## PAGE EXTRACT
-- -- --

While the religious reasons mattered most, the geography of university education also was a factor. The plans for a Durham College of Oliver Cromwell provided an attempt to break the educational monopoly of Oxbridge, and while it failed because of the political change in 1660, the founder of Rathmell Academy was Richard Frankland, who may have been involved in the Durham College project. Almost as soon as dissenting academies began to appear, Frankland was backed by those who wished to see an independent university-standard education available in the north of England.

Tutors in the academies were initially drawn from the ejected ministers of 1662, who had left the Church of England after the passing of the Uniformity Act, and many of whom had English university degrees. After that generation, some tutors did not have those academic credentials to support their reputations, although in many cases other universities, particularly the Scottish institutions that were sympathetic to their Presbyterian views, awarded them honorary doctorates.

==Funding==
There were several sources of funding. Some of these funds gave their trustees the option of sending young men either to dissenting academies, or to universities abroad. An academy, to attract such students, had to offer a course of instruction approved of by the Board for its purposes. Funding might be central or local, and there could be doctrinal as well as practical reasons why a given academy was sent students with financial support.

The Common Fund Board, founded in 1689, gave scholarships to Presbyterian and Congregational candidates for the ministry; its successor, the Presbyterian Fund Board, continued into the middle of the nineteenth century. An education at a dissenting academy was not the only option for the Fund Board, since a candidate could also be sponsored at a Scottish university, or elsewhere. A gap opened up between the Presbyterians and Congregationalists, as the Independents started to be called, for reasons of doctrine.

The Independent or Congregational Fund Board was established in 1695 to assist poor ministers, and to give young men who had already received a classical education, the theological and other training preparatory to the Christian ministry.

An early sign of the division between Presbyterians and Independents was the fate of the Rathmell Academy after the death of Frankland in 1698: it migrated to Manchester under John Chorlton, while another academy under Timothy Jollie, an Independent, operated at Attercliffe (one of the locations of Frankland's migratory academy) from the 1690s onwards.

-- -- --

(Raw records)

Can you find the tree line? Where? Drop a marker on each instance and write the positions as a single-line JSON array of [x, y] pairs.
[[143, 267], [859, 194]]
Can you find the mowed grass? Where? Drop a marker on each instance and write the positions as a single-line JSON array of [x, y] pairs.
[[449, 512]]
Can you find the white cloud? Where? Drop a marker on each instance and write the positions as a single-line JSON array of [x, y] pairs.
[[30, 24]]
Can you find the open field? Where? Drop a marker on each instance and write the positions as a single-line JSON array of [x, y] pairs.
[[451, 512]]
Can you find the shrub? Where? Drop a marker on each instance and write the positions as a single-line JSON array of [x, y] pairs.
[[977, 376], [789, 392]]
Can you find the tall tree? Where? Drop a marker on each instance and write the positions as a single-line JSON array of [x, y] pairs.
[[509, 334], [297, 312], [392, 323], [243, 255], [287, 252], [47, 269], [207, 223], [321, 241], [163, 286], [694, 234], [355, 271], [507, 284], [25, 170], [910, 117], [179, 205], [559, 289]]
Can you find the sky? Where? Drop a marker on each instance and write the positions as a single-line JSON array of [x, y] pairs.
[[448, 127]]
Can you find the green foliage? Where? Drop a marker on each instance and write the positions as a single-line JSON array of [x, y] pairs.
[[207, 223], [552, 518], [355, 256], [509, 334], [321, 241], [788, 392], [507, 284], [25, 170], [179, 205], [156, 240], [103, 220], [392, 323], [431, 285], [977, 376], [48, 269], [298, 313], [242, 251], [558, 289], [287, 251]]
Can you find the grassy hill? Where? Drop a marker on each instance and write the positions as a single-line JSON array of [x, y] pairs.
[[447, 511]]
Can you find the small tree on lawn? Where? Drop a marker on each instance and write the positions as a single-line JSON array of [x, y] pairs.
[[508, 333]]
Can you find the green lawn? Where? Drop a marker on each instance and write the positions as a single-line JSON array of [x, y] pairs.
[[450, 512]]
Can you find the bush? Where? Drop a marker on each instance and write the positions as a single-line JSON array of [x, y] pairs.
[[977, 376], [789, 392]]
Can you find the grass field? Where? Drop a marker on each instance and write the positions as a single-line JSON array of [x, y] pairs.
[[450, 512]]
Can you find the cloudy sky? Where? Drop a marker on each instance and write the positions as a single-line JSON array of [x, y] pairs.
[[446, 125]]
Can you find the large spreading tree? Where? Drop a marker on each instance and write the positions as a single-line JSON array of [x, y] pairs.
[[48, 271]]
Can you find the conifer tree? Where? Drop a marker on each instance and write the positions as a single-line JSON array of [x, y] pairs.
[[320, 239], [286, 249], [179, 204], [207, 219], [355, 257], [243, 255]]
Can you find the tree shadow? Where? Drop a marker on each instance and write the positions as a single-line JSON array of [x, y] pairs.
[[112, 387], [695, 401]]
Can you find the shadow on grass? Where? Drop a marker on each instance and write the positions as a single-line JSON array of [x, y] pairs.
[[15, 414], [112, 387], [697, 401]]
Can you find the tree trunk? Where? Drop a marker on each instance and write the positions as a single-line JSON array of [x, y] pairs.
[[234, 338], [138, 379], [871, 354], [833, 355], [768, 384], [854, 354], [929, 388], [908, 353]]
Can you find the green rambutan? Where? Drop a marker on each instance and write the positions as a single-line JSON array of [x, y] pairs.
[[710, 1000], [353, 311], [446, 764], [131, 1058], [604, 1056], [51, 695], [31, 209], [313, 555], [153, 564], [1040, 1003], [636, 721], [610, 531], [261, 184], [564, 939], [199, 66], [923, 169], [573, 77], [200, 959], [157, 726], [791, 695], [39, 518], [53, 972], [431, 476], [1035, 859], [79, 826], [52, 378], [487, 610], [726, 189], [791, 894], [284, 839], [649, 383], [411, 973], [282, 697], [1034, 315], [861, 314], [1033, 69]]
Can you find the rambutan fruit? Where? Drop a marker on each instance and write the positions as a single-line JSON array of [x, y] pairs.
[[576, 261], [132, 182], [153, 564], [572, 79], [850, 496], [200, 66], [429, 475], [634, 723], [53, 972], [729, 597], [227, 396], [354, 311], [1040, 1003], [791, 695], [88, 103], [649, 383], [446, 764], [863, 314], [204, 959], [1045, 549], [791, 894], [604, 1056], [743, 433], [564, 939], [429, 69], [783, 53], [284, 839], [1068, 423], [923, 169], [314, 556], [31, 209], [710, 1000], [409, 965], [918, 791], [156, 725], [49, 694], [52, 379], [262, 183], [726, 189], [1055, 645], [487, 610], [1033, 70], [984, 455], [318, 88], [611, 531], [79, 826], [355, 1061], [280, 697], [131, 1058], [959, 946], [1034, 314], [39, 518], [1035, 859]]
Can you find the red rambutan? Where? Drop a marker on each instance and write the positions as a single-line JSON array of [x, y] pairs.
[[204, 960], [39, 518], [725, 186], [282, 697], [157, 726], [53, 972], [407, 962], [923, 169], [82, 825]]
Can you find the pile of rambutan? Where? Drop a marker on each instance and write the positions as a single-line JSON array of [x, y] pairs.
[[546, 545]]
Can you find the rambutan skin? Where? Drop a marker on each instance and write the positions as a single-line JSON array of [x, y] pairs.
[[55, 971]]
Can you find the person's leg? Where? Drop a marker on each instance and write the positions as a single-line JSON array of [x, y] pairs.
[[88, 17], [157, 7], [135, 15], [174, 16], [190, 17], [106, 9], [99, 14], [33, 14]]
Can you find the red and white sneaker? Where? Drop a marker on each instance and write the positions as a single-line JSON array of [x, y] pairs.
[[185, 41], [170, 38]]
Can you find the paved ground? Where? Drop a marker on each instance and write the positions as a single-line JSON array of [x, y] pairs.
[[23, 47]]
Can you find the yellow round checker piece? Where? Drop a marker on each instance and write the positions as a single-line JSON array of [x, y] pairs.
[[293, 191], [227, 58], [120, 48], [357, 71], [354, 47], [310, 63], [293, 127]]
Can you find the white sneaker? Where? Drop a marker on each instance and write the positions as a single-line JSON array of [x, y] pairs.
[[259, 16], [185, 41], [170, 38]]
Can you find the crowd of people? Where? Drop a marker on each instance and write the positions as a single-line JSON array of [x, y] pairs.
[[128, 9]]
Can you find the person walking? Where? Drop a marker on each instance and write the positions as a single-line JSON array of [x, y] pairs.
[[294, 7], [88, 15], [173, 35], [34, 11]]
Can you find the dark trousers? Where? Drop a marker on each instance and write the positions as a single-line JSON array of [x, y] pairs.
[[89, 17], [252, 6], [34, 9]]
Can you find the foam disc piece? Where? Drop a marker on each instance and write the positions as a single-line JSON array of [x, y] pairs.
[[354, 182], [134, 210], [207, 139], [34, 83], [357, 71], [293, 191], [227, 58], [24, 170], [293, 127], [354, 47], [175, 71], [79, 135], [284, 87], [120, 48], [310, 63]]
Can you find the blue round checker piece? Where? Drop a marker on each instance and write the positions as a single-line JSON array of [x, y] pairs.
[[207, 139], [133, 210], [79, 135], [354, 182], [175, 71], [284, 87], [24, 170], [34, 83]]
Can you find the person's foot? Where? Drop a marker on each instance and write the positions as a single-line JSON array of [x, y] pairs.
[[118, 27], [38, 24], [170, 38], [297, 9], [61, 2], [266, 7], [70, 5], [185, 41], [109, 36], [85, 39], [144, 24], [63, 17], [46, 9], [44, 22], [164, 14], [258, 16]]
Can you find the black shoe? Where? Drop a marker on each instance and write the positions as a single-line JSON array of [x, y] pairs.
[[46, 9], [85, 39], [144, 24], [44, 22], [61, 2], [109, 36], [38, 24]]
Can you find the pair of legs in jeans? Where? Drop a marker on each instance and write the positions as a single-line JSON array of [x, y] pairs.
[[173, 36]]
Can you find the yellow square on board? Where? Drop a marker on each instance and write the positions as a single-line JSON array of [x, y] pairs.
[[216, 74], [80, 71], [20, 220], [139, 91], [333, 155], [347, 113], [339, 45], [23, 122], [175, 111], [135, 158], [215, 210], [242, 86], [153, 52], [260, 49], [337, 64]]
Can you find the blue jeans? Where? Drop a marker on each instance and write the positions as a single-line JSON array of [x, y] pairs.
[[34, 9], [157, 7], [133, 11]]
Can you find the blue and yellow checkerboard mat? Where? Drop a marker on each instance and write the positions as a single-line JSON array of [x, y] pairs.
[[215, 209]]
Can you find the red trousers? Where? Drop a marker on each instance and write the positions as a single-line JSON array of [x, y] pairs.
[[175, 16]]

-- -- --

## WORK TO COMPLETE
Reproduce everything in the dissenting academies text from "Tutors in the" down to "them honorary doctorates.".

## SOLUTION FOR THIS PROBLEM
Tutors in the academies were initially drawn from the ejected ministers of 1662, who had left the Church of England after the passing of the Uniformity Act, and many of whom had English university degrees. After that generation, some tutors did not have those academic credentials to support their reputations, although in many cases other universities, particularly the Scottish institutions that were sympathetic to their Presbyterian views, awarded them honorary doctorates.